◆ **WHAT IS BEING ASKED**
In this exercise, restate the listing word for word.

◆ **INPUT MATERIAL**
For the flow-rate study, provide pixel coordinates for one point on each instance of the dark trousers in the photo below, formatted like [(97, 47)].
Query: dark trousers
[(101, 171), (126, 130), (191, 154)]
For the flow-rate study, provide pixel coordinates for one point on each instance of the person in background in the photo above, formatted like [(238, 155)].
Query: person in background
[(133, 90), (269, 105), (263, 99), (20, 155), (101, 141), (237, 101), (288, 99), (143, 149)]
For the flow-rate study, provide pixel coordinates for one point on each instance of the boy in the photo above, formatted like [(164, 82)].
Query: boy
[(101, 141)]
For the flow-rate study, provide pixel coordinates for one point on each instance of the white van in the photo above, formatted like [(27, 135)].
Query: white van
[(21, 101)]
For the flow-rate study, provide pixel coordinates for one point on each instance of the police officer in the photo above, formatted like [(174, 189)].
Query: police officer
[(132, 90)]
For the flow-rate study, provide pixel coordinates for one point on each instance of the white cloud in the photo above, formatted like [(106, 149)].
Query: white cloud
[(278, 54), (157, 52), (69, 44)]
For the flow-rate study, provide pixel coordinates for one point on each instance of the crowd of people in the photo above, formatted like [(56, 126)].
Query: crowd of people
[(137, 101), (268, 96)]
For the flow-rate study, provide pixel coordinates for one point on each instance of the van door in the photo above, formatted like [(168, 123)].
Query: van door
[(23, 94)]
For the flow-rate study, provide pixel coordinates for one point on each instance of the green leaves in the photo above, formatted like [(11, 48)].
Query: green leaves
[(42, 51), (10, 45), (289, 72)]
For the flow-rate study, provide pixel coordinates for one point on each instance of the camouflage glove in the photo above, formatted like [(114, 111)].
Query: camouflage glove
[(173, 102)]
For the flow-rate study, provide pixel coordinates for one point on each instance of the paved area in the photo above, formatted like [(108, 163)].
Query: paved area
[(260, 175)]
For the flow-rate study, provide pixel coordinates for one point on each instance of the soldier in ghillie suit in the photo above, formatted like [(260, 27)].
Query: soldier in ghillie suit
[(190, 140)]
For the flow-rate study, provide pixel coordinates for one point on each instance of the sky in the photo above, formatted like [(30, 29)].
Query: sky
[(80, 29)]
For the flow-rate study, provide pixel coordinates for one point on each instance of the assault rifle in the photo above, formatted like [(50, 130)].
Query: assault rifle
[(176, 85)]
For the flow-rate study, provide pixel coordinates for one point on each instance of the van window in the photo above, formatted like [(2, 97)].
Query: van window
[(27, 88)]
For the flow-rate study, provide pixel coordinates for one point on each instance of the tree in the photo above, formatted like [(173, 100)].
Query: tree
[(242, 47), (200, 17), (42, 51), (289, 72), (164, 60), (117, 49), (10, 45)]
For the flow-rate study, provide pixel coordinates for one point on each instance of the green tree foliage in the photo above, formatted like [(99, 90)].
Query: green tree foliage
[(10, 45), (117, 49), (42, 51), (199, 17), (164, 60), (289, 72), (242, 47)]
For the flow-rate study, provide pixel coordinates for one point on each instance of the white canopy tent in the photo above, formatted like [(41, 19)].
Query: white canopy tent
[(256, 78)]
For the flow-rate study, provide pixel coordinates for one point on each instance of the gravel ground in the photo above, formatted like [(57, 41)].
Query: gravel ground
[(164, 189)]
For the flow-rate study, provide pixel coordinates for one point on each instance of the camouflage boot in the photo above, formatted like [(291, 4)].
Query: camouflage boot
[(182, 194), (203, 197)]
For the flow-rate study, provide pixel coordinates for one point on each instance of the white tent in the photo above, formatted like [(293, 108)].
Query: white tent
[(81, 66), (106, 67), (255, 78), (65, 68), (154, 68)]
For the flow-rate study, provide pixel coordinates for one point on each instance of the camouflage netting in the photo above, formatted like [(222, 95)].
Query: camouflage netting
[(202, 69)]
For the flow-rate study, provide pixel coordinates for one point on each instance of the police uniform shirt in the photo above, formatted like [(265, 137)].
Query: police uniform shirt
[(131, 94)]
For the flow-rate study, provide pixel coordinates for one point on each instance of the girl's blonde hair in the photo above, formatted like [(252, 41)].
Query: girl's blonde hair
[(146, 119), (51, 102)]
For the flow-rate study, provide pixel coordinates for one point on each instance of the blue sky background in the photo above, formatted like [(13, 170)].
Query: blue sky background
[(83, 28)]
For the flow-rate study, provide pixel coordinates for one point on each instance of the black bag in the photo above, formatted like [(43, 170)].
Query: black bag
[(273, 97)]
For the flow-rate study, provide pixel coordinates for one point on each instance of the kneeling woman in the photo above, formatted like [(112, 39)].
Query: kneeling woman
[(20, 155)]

◆ **SOLUTION TO THE PROBLEM**
For the flow-rate study, provide pixel coordinates for one point on each instance of the dark trousers in the photo below, formatted like [(97, 47)].
Query: dark trousers
[(101, 171), (126, 130), (191, 154)]
For the flow-rate study, provide pixel coordinates for one point on each instance of the person in background in the photo above, formatted like [(238, 155)].
Query: person in background
[(133, 90), (269, 105), (263, 99), (20, 155), (101, 141), (237, 101), (288, 99), (143, 149)]
For the flow-rate study, provide pixel coordinates for one point on each instance of the boy in the photo above, formatted like [(164, 82)].
Query: boy
[(101, 141)]
For the flow-rate study, provide pixel coordinates for one point on each instance of the white van in the photo above, formatted like [(27, 135)].
Query: white van
[(21, 101)]
For the flow-rate study, provide pixel coordinates for one point on each instance of the police officer in the photo above, formatted like [(174, 189)].
Query: police officer
[(132, 90)]
For the flow-rate study, provide pixel coordinates for one point on each instance of the white cloud in the photo above, formatted like [(106, 149)].
Query: white cloud
[(278, 54), (157, 52), (69, 44)]
For the flow-rate study, provide pixel coordinates for one point on each instance of the crowd of people in the photo above, formatted like [(56, 126)].
Query: crowd of people
[(137, 101), (268, 96)]
For the flow-rate study, provide pixel coordinates for one point on each instance of the van door in the photo above, formatted like [(168, 123)].
Query: van door
[(23, 94)]
For the flow-rate study, provide pixel coordinates for one point on each instance of the green leaves in the photo above, formatted like [(11, 48)].
Query: green leaves
[(42, 51), (10, 45), (289, 72)]
For the flow-rate study, provide pixel coordinates for one point on each instance of the camouflage glove in the photo above, formatted like [(114, 111)].
Query: camouflage glove
[(173, 102)]
For the flow-rate study, provide pixel coordinates for one point on each instance of the paved area in the photo above, formatted like [(108, 163)].
Query: paved area
[(260, 175)]
For the flow-rate study, provide pixel coordinates for one point on each instance of the soldier in ghillie suit in the photo above, formatted like [(260, 27)].
Query: soldier in ghillie suit
[(190, 140)]
For the flow-rate study, provide pixel coordinates for one point on each instance of the sky in the photo above, formatted like [(30, 29)].
Query: sky
[(80, 29)]
For the flow-rate study, provide pixel coordinates for one point on each instance of the assault rifle in the photo above, formatted like [(50, 130)].
Query: assault rifle
[(176, 85)]
For the flow-rate study, provide pixel coordinates for one point on each instance of the van window in the photo above, formatted like [(2, 97)].
Query: van window
[(27, 88)]
For the flow-rate study, provide pixel coordinates for one point on each instance of the tree in the photo above, formatted like [(173, 100)].
Query: tree
[(242, 47), (200, 17), (42, 51), (289, 72), (164, 60), (117, 49), (10, 45)]
For the flow-rate study, provide pixel coordinates for one point on each instance of the green tree foliage in the photo above, formatted like [(99, 90)].
Query: green tree foliage
[(10, 45), (117, 49), (42, 51), (199, 17), (164, 60), (289, 72), (242, 47)]
For the flow-rate study, provide pixel coordinates for one point on each instance of the white canopy tent in the photo above, formatted like [(41, 19)].
Query: white canopy tent
[(256, 78)]
For the flow-rate study, provide pixel coordinates for one point on each instance of the gravel ground in the photo above, formatted like [(57, 41)].
Query: gravel ground
[(164, 189)]
For the flow-rate study, provide pixel coordinates for one point on each instance of the camouflage boot in the photo above, formatted like [(291, 4)].
Query: camouflage boot
[(182, 194), (203, 197)]
For the flow-rate study, provide pixel coordinates for one point on each instance of the white tent in the photo above, formatted like [(293, 108)].
Query: white tent
[(81, 66), (106, 67), (255, 78), (65, 68), (154, 68)]
For the flow-rate study, provide pixel coordinates for one point on each instance of the camouflage netting in the photo above, formatted like [(222, 95)].
Query: camouflage netting
[(202, 69)]
For the flow-rate study, provide pixel coordinates for one point on each instance of the police uniform shirt in the photo above, formatted like [(265, 137)].
Query: police uniform shirt
[(131, 94)]
For the flow-rate study, provide pixel coordinates for one point on each instance of the girl's blonde hair in the photo above, formatted like [(252, 41)].
Query: girl's blonde hair
[(146, 119), (51, 102)]
For the flow-rate study, provide pixel coordinates for one point on each instance of the blue sky background in the photo above, formatted like [(13, 170)].
Query: blue sky background
[(83, 28)]
For the flow-rate study, provide pixel coordinates for one point on each instance of the black bag in the photo above, formatted like [(43, 170)].
Query: black bag
[(273, 97)]
For the flow-rate study, provide pixel coordinates for one point on each instance of the kneeling woman in the photo above, formatted like [(112, 39)].
Query: kneeling woman
[(20, 155)]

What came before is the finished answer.